▶ BRIEF: Could you print the data that follows exactly as given?

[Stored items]
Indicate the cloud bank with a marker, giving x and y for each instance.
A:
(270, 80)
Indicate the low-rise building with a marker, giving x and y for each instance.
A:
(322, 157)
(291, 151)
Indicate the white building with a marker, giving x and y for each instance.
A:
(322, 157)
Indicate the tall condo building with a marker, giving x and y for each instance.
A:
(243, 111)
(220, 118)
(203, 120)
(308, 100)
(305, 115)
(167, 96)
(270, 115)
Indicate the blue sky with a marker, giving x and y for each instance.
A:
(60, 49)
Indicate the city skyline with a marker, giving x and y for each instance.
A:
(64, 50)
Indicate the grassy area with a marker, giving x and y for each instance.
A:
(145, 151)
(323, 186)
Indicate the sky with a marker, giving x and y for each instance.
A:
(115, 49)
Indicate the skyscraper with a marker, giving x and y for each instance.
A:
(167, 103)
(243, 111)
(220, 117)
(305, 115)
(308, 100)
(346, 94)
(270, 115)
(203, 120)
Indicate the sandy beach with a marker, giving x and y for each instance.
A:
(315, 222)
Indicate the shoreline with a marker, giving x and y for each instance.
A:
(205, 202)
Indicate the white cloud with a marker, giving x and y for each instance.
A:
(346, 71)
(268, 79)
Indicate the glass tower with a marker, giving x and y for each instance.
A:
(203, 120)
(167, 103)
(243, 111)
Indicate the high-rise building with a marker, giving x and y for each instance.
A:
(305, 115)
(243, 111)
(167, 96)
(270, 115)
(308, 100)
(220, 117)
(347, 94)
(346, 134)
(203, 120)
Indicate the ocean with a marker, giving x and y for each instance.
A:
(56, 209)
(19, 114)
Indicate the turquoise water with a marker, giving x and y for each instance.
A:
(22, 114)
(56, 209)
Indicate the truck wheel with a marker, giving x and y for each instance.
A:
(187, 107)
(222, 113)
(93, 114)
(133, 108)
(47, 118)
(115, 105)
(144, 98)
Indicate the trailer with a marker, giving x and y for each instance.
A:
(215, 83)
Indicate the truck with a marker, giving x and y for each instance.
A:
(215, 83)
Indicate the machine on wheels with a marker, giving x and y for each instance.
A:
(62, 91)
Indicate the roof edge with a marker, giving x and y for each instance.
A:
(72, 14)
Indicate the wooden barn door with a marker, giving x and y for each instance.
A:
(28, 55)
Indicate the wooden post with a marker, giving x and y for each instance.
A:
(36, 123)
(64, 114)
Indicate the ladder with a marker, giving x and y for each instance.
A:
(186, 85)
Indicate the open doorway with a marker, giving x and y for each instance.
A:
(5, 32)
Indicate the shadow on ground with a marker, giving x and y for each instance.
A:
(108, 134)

▶ EXPECTED ANSWER:
Indicate the cloud bank with a marker, giving x and y for each instance.
A:
(270, 80)
Indicate the low-rise building with a marker, giving x and y for each instance.
A:
(322, 157)
(291, 151)
Indicate the white building with a marker, giving x and y for each instance.
A:
(322, 157)
Indicate the tall condo building with a marker, giving x and y for each instance.
A:
(243, 111)
(220, 118)
(203, 120)
(308, 100)
(305, 115)
(167, 96)
(270, 115)
Indicate the blue sky with a marker, giving x and y for each instance.
A:
(60, 49)
Indicate the city skyline with a marker, giving x and y for each instance.
A:
(64, 50)
Indicate the grassy area with a marker, giving x and y for each instance.
A:
(145, 151)
(323, 186)
Indicate the sky with a marker, giving x and y for each instance.
A:
(115, 49)
Indicate the skyscraper with a marker, giving x and y for each instance.
A:
(167, 103)
(243, 111)
(220, 117)
(305, 115)
(308, 100)
(346, 94)
(270, 115)
(203, 120)
Indicate the sandy beach with a marker, giving x and y for each instance.
A:
(315, 222)
Indicate the shoreline with a marker, giving x and y for each instance.
A:
(205, 202)
Indicate the white cloud with a marker, giving x and y for each instance.
A:
(346, 71)
(268, 79)
Indicate the glass tower with a marker, giving x and y for each instance.
A:
(203, 120)
(167, 103)
(243, 111)
Indicate the high-rise building with a marker, giving x and y for each instance.
A:
(305, 115)
(243, 111)
(167, 96)
(270, 115)
(308, 100)
(220, 117)
(347, 94)
(346, 134)
(203, 120)
Indicate the ocean with a marker, giving x and y for each instance.
A:
(56, 209)
(19, 114)
Indicate the turquoise water with a marker, giving x and y for each instance.
A:
(22, 114)
(56, 209)
Indicate the truck wheel with a marker, giving x and y for each instance.
A:
(187, 107)
(222, 113)
(93, 114)
(133, 108)
(47, 118)
(115, 105)
(144, 98)
Indicate the trailer with a marker, giving x and y for each instance.
A:
(215, 83)
Indicate the truck with a marker, giving x and y for each instance.
A:
(215, 83)
Indicate the machine on wheels with a marker, giving x and y for each instance.
A:
(62, 91)
Indicate the roof edge with a marker, giving x and y for each instance.
A:
(72, 14)
Indicate the wooden barn door with a marker, giving x and y for each instance.
A:
(28, 55)
Indicate the wooden post with a marker, giving x and y for each instance.
A:
(36, 123)
(64, 114)
Indicate the ladder with a marker, giving x and y for each instance.
A:
(186, 85)
Indicate the open doorway with a marker, giving x and y for each instance.
A:
(5, 32)
Indicate the shadow on ground with a marker, giving x and y for each instance.
A:
(108, 134)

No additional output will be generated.